Fools' day 2020: Cancelled
April Fools' Day is cancelled this year, businesses have said, as they say light-hearted pranks should not be broadcast during the coronavirus pandemic.
Celebrated every year on 1 April, the Fools' Day marks the arrival of the month. It is the day people deliberately take into account to fool their fellow beings, do pranks, hoaxes and practical jokes on them and yell 'April Fool' after pulling the day's prank.
How did the day evolve?
And why should we need such a day? Let's check it out.
History and significance
The celebration of the Fools' Day on April 1 has its roots from multiple historical events, stories and legends. And may we should travel quite a long back to unearth the evolution of the day!
On April 1, 1700, English pranksters begin popularizing the annual tradition of April Fools' Day by playing practical jokes on each other.
While some historians, on the other hand, speculate that the day dates back to 1582, when France switched from the Julian calendar to the Gregorian calendar, as called for by the Council of Trent in 1563. People who were slow to get the news or failed to recognize that the start of the New Year had moved to January 1 and continued to celebrate it during the last week of March through April 1 became the butt of jokes and hoaxes.
Now that sounds interesting!

## WHAT IS BEING ASKED
Can you continue the April Fools' Day article from its last sentence? The lines that follow have nothing to do with the April Fools' Day article.

## SOURCE DATA
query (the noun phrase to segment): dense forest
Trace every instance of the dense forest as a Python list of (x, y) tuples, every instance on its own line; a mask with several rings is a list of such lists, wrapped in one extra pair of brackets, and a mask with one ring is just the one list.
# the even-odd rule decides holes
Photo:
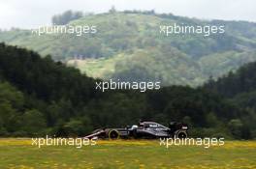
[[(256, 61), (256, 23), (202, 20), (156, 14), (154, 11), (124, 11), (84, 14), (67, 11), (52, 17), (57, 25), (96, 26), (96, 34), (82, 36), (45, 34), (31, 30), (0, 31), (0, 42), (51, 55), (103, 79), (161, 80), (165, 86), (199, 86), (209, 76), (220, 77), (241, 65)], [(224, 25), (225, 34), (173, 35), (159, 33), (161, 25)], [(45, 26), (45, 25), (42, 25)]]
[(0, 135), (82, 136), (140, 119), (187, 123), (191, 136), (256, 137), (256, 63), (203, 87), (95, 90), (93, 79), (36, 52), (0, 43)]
--
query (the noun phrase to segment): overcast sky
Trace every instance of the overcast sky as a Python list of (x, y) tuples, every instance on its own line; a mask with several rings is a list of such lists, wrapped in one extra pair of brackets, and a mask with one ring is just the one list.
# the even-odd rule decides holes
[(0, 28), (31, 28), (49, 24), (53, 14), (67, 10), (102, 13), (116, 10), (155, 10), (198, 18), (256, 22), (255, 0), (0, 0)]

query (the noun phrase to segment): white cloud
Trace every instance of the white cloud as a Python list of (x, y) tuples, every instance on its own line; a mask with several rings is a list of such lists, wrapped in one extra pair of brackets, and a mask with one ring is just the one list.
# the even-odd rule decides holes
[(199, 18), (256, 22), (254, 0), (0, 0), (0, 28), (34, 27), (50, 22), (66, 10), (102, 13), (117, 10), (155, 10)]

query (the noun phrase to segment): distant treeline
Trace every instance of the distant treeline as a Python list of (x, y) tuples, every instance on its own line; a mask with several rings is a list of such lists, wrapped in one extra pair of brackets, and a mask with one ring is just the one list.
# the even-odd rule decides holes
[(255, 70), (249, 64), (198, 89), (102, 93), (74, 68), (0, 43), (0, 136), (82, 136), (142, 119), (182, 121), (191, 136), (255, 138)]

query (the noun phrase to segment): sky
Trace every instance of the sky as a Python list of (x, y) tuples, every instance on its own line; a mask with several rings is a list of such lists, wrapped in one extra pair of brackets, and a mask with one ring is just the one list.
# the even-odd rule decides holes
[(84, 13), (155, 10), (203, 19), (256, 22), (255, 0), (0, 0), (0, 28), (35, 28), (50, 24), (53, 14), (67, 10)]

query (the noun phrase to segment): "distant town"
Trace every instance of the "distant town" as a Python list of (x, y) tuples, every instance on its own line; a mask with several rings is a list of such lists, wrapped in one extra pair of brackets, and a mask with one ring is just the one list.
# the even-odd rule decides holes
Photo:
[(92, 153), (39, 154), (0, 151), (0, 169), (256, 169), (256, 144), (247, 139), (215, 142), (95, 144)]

## TASK RESULT
And to add it, their pranks included having paper fish placed on their backs and being referred to as poisson d'avril (April fish), said to symbolize a young, "easily hooked" fish and a gullible person.
The day gets popularised
It was around the 18th century and in its later period that the Fools' Day celebration in April got more popularised in Britain.
In Scotland, the celebration takes much more fascinating turn. The tradition is a two-day event for the Scottish. The first day starts with "hunting the gowk," in which people were sent on phony errands (gowk is a word for cuckoo bird, a symbol for fool). This is followed by Tailie Day, which involved pranks played on people's derrieres, such as pinning fake tails or "kick me" signs on them.
So it's not merely a day to be fooled it says!
The day is presently inevitable in the pop cult with much of the brands and companies taking a tongue-in-cheek approach to their marketing strategies.
This year, pranks and jokes part, the world joins its hands to gather to curb the spectre of the coronavirus pandemic.